[Provided data — start]

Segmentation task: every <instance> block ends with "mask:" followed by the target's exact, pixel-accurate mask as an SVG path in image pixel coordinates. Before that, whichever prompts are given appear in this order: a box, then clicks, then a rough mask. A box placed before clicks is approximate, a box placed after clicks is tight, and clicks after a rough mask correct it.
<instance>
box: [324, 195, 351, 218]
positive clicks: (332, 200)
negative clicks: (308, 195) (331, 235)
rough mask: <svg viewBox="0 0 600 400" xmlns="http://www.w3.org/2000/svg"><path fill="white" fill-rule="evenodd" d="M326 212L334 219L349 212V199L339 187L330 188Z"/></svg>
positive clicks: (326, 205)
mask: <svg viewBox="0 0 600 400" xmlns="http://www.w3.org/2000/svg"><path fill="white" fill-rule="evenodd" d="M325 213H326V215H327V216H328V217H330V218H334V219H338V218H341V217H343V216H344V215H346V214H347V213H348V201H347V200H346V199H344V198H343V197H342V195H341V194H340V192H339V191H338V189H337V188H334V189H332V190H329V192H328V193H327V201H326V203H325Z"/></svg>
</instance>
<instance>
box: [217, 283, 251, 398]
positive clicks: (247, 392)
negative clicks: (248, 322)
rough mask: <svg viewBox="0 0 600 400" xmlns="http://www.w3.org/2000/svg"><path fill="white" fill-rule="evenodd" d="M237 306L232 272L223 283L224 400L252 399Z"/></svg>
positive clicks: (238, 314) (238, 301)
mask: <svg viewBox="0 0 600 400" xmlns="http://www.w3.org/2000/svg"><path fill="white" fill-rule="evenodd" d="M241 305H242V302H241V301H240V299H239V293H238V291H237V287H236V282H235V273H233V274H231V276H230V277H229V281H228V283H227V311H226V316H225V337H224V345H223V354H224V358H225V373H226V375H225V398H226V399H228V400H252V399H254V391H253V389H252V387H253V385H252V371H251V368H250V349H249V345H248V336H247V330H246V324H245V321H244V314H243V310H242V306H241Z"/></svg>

[Provided data — finish]

◆ Activity
Please rewrite every line of the entries above as a numbered list, leaving out any blank lines.

◆ Task result
1. Segmentation task: every <instance> block ends with "mask:" followed by the target's exact, pixel-accurate mask as an SVG path in image pixel coordinates. Before that, whichever prompts are given appear in this order: a box, then clicks, then a rough mask. A box placed before clicks is approximate, a box placed after clicks is tight, and clicks after a rough mask correct it.
2. <instance>
3. box: [324, 195, 351, 218]
4. positive clicks: (332, 200)
5. negative clicks: (308, 195) (331, 235)
6. rough mask: <svg viewBox="0 0 600 400" xmlns="http://www.w3.org/2000/svg"><path fill="white" fill-rule="evenodd" d="M326 212L334 219L349 212V199L339 187L330 188Z"/></svg>
7. positive clicks: (326, 205)
8. mask: <svg viewBox="0 0 600 400" xmlns="http://www.w3.org/2000/svg"><path fill="white" fill-rule="evenodd" d="M325 213H326V215H327V216H328V217H330V218H334V219H338V218H341V217H343V216H344V215H346V214H347V213H348V201H347V200H346V199H344V198H343V197H342V195H341V194H340V192H339V191H338V189H337V188H334V189H332V190H329V192H328V193H327V201H326V203H325Z"/></svg>
9. </instance>
10. <instance>
11. box: [217, 283, 251, 398]
12. positive clicks: (247, 392)
13. negative clicks: (248, 322)
14. rough mask: <svg viewBox="0 0 600 400" xmlns="http://www.w3.org/2000/svg"><path fill="white" fill-rule="evenodd" d="M237 306L232 272L223 283L224 400L252 399Z"/></svg>
15. positive clicks: (238, 314) (238, 301)
16. mask: <svg viewBox="0 0 600 400" xmlns="http://www.w3.org/2000/svg"><path fill="white" fill-rule="evenodd" d="M241 305H242V302H241V301H240V299H239V293H238V291H237V287H236V282H235V273H233V274H231V276H230V277H229V281H228V283H227V311H226V316H225V337H224V345H223V354H224V358H225V373H226V375H225V398H226V399H228V400H252V399H254V391H253V389H252V387H253V385H252V371H251V368H250V349H249V345H248V336H247V330H246V324H245V321H244V314H243V310H242V306H241Z"/></svg>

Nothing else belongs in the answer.